* **Stated problem**
The lines to be set down run from the line containing "[spot] the red swim" through the final line of the data below; print them exactly and print nothing else.
## Start Entries
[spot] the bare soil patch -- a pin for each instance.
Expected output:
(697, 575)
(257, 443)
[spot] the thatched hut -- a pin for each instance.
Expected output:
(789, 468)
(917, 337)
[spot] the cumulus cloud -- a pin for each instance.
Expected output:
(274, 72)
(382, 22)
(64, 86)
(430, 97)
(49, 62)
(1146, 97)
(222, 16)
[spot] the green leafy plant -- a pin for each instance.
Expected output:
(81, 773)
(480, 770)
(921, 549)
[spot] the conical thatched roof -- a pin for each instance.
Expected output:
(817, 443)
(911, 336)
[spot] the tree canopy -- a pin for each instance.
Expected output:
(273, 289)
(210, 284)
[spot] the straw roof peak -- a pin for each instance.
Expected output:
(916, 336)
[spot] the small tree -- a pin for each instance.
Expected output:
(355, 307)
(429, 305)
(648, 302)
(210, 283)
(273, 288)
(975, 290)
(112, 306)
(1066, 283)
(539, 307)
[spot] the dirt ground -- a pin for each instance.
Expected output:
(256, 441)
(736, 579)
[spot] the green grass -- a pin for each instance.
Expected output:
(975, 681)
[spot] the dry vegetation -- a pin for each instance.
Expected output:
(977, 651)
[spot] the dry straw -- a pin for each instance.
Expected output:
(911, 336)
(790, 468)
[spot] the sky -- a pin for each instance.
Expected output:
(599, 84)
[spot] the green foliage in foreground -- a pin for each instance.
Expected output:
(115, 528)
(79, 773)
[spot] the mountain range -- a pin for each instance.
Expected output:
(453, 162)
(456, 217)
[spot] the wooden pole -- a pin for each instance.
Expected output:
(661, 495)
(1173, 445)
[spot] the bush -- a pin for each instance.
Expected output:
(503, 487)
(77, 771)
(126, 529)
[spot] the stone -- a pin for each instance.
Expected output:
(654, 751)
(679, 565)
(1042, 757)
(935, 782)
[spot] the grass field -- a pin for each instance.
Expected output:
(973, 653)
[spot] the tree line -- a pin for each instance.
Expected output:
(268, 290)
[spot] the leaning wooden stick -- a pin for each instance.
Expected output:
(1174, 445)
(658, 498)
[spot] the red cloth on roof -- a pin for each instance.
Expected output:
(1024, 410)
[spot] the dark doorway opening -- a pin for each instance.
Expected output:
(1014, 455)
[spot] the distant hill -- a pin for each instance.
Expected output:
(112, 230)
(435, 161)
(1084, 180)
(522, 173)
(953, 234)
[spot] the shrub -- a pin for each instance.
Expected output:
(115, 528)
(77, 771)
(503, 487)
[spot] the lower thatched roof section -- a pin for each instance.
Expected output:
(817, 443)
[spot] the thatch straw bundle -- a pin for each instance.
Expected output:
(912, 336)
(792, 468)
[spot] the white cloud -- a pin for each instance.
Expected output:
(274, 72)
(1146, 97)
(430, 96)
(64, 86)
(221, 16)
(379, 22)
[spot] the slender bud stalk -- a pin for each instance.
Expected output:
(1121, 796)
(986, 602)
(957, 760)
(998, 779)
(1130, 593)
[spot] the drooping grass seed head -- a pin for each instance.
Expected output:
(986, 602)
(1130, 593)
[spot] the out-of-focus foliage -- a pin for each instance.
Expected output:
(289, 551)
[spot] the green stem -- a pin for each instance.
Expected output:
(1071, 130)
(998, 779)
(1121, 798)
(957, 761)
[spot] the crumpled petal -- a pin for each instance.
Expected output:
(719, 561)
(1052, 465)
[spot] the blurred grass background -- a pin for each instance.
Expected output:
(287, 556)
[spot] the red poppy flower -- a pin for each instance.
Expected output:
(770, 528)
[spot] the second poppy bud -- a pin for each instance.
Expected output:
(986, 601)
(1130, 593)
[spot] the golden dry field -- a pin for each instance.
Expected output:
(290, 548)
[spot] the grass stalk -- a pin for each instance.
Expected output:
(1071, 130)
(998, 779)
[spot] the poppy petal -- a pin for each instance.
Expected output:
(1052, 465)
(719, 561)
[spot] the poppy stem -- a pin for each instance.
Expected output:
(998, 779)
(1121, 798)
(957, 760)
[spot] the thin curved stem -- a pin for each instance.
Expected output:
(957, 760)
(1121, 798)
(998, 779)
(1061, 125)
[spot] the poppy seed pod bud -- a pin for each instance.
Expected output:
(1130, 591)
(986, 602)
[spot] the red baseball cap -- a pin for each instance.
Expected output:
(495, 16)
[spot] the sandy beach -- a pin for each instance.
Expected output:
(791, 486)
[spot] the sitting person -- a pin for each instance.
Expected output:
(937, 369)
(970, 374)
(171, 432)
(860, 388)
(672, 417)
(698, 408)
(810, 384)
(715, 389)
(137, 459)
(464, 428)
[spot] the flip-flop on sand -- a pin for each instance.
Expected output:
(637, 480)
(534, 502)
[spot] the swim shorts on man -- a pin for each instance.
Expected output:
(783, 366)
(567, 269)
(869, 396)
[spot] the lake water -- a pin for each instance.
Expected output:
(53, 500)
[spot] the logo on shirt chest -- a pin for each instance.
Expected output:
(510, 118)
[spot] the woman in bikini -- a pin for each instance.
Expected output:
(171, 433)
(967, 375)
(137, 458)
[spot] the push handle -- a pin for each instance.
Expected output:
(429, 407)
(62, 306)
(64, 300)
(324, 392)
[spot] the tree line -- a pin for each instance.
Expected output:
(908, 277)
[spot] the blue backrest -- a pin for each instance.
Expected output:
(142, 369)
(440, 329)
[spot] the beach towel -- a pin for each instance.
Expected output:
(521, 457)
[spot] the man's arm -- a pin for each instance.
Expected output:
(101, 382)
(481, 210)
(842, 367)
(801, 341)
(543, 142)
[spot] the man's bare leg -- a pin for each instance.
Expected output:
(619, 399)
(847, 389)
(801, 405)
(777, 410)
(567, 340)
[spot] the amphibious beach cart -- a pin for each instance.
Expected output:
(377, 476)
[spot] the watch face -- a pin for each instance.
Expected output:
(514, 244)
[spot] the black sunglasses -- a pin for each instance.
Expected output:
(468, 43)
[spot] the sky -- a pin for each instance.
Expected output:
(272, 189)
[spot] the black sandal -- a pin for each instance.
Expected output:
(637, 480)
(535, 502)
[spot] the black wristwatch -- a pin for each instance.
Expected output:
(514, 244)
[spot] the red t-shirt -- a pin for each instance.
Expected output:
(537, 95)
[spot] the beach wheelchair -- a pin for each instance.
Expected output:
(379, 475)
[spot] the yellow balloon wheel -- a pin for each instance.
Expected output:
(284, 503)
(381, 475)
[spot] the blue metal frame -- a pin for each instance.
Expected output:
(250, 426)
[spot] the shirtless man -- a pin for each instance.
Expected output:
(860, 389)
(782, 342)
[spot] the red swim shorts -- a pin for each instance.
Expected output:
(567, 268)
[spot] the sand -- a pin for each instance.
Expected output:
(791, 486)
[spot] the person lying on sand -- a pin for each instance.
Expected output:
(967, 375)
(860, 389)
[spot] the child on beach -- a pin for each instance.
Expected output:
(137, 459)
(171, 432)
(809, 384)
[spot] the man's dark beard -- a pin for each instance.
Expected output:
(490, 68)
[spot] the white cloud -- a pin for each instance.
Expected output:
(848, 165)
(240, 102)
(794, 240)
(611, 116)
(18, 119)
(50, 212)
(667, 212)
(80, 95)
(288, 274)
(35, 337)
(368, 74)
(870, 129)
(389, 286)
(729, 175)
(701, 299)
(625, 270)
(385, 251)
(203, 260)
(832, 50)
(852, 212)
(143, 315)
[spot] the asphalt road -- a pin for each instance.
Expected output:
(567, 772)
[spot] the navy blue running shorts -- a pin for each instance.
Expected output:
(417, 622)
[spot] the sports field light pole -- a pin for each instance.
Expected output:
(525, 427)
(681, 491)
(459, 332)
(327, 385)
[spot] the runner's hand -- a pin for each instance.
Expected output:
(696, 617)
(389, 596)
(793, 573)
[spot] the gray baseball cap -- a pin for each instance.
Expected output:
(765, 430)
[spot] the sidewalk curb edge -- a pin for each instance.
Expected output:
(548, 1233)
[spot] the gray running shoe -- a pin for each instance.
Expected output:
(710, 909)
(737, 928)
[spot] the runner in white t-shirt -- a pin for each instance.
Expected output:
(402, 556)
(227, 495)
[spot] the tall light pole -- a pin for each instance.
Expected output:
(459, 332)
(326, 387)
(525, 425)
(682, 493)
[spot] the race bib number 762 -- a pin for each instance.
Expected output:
## End Entries
* **Exercise result**
[spot] the red swim shorts -- a pin for each instance.
Expected output:
(567, 268)
[spot] the sand -- a pin for each instance.
Expected output:
(791, 486)
[spot] the person lying on sand -- a pin for each instance.
Expected output:
(967, 375)
(860, 389)
[spot] the child on beach -- a pin for each instance.
Expected output:
(137, 459)
(171, 432)
(809, 384)
[spot] the man's dark beard -- a pin for each instance.
Expected output:
(490, 68)
[spot] the white cloud -- a pin for each instance.
Expected output:
(848, 165)
(240, 102)
(794, 240)
(611, 116)
(18, 119)
(50, 212)
(667, 212)
(80, 95)
(288, 274)
(35, 337)
(368, 74)
(870, 129)
(389, 286)
(729, 175)
(701, 299)
(625, 270)
(385, 251)
(203, 260)
(832, 50)
(852, 212)
(143, 315)
[spot] the asphalt road -- a pin for each instance.
Expected output:
(567, 772)
[spot] the navy blue running shorts -- a pin for each instance.
Expected output:
(417, 622)
[spot] the sports field light pole -- a pin for each instance.
Expected output:
(525, 427)
(681, 491)
(459, 332)
(327, 385)
[spot] the runner's hand -- a pin for each instance.
Expected output:
(696, 617)
(389, 596)
(793, 573)
[spot] the gray baseball cap -- a pin for each instance.
Expected output:
(765, 430)
[spot] the sidewalk curb edge -- a pin for each instance.
Expected output:
(548, 1233)
[spot] the gray running shoe -- a pin for each instance.
Expected output:
(710, 909)
(737, 928)
[spot] the runner in white t-shirt -- a pin for each instance.
Expected output:
(402, 556)
(227, 495)
[spot] the tall light pole -- a pin for each instance.
Expected output:
(459, 332)
(326, 387)
(525, 425)
(682, 493)
[spot] the race bib number 762 -- a pin for each instance.
Expected output:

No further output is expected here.